▶ _TEXTAUSZUG_
++++++++
Unionsgesetzgeber entscheidet über Sitz von Arzneimittelagentur und Arbeitsbehörde

Die Zuständigkeit für die Entscheidung über den Sitz der Europäischen Arzneimittelagentur (EMA) und der neu geschaffenen Europäischen Arbeitsbehörde (ELA) liegt beim Unionsgesetzgeber und nicht bei den Mitgliedstaaten. Dies stellt der Europäische Gerichtshof klar. Die Beschlüsse der Vertreter der Mitgliedstaaten zur Bestimmung der beiden neuen Sitze seien politische Handlungen ohne verbindliche Rechtswirkungen. Daher könnten sie nicht Gegenstand einer Nichtigkeitsklage sein.

Neue Standorte angefochten

Am 20.11.2017 wählten die Vertreter der Regierungen der Mitgliedstaaten die Stadt Amsterdam als Ersatz für London zum neuen Standort für den Sitz der EMA. Im Juni 2019 beschlossen sie außerdem, dass die neu geschaffene ELA ihren Sitz in Bratislava haben solle. Italien und die Comune di Milano haben den Beschluss der Vertreter der Regierungen der Mitgliedstaaten zur EMA angefochten. Das Europäische Parlament hat den Beschluss bezüglich der ELA angefochten.
++++++++
▶ _DATEN ZUR ÜBUNG_
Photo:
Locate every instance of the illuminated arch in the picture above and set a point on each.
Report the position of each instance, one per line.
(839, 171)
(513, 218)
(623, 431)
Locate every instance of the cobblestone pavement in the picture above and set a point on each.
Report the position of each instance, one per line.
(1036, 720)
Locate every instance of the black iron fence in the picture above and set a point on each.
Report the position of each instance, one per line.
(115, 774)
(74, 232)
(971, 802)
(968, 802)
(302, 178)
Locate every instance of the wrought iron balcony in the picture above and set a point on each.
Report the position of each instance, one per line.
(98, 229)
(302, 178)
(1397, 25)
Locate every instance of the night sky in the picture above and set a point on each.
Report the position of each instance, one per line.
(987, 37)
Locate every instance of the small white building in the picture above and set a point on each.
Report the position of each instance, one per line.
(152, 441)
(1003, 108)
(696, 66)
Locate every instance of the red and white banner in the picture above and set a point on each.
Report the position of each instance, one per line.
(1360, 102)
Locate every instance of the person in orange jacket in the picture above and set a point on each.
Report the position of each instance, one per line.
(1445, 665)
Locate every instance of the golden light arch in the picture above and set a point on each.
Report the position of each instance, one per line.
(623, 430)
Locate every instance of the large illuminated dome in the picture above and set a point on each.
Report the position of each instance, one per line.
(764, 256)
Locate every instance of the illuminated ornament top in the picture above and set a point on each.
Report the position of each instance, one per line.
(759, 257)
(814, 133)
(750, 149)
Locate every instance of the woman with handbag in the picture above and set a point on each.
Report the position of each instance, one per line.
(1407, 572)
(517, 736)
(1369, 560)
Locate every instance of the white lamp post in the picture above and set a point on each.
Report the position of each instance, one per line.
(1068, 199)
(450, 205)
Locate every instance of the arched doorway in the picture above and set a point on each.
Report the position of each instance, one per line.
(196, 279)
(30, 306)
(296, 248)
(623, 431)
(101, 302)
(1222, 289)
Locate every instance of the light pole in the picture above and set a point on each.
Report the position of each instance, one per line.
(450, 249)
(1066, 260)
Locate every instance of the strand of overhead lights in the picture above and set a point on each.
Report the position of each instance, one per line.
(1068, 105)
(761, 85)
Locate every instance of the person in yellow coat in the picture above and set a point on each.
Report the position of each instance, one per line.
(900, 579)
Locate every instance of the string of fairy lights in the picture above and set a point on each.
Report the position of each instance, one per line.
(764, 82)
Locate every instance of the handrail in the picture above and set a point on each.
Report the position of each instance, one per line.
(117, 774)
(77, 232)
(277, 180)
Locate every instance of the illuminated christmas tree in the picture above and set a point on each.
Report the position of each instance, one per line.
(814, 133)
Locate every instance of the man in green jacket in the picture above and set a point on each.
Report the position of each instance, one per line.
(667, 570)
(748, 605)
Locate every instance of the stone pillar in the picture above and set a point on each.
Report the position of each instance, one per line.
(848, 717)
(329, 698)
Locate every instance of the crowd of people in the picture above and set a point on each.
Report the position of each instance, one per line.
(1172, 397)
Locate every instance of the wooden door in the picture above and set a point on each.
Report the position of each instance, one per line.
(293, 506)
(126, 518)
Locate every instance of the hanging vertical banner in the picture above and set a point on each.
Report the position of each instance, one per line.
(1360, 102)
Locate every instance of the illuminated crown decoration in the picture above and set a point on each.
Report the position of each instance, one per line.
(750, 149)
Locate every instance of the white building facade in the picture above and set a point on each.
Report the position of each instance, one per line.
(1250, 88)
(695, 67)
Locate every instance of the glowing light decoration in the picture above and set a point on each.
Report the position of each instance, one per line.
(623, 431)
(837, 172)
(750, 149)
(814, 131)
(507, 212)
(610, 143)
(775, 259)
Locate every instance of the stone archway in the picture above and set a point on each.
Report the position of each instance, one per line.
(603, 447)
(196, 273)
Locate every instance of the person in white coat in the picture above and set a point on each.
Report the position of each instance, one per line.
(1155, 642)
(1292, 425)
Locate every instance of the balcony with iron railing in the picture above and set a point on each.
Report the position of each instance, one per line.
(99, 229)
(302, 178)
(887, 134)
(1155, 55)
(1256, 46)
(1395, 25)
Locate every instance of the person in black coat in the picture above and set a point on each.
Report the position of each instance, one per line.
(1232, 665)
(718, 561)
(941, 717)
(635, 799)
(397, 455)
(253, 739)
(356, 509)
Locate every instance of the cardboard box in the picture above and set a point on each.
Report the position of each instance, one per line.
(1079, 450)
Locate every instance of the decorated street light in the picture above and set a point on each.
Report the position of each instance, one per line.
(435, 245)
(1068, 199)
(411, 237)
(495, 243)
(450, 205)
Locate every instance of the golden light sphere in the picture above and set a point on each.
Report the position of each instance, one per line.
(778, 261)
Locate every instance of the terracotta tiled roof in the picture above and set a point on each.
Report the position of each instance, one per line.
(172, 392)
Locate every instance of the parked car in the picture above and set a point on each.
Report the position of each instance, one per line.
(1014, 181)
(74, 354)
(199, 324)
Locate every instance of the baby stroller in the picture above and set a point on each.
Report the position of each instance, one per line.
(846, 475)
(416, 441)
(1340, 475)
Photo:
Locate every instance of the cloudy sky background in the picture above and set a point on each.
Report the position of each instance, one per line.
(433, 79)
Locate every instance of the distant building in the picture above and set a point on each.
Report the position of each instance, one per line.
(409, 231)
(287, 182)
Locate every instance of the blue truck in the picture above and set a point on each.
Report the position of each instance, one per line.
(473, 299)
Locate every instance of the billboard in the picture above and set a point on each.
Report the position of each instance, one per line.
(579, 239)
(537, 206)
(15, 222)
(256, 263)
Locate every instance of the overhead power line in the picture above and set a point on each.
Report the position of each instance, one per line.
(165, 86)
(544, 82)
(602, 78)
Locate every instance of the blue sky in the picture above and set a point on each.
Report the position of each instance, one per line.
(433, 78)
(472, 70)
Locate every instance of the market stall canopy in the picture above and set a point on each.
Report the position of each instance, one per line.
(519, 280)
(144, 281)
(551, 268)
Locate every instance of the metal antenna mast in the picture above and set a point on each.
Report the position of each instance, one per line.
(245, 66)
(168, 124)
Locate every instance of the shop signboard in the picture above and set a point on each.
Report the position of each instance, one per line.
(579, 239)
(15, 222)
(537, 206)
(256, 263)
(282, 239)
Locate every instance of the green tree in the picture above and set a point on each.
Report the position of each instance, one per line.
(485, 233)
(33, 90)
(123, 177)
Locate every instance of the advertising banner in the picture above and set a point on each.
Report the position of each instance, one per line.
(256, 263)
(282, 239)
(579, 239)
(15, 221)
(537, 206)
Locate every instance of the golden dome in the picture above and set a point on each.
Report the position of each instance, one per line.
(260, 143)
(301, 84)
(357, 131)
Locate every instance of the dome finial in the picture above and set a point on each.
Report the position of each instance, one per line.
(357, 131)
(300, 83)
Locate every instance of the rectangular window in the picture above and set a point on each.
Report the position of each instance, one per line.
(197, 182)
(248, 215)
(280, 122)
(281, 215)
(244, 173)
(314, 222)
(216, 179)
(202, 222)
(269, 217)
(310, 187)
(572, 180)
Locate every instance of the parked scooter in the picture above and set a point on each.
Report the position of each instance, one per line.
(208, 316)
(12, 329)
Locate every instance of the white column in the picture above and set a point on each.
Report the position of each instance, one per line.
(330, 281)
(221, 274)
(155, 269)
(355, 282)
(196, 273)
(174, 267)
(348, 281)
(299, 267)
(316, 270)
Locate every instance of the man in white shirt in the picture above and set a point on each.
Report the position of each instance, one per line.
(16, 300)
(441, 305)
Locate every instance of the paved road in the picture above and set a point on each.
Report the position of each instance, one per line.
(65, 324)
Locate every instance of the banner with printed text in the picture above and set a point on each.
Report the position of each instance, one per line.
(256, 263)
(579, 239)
++++++++
▶ _ÜBUNGSAUFGABEN_
• a. Schreib aus dem Text über die Sitze von EMA und ELA den Teil ab, der mit „Neue Standorte angefochten" anfängt, und hör nach „der ELA angefochten." auf.
• b. Beantworte die Fragen zum Text über die Sitze von EMA und ELA:
(i) Welche Stadt wählten die Vertreter der Regierungen der Mitgliedstaaten am 20.11.2017 als neuen Sitz der EMA?
(ii) In welcher Stadt soll die ELA ihren Sitz haben?
(iii) Wer hat den Beschluss zur ELA angefochten?

▶ _LÖSUNGEN NACH NUMMER_
• a.
Neue Standorte angefochten

Am 20.11.2017 wählten die Vertreter der Regierungen der Mitgliedstaaten die Stadt Amsterdam als Ersatz für London zum neuen Standort für den Sitz der EMA. Im Juni 2019 beschlossen sie außerdem, dass die neu geschaffene ELA ihren Sitz in Bratislava haben solle. Italien und die Comune di Milano haben den Beschluss der Vertreter der Regierungen der Mitgliedstaaten zur EMA angefochten. Das Europäische Parlament hat den Beschluss bezüglich der ELA angefochten.

• b.
(i) Amsterdam
(ii) In Bratislava
(iii) Das Europäische Parlament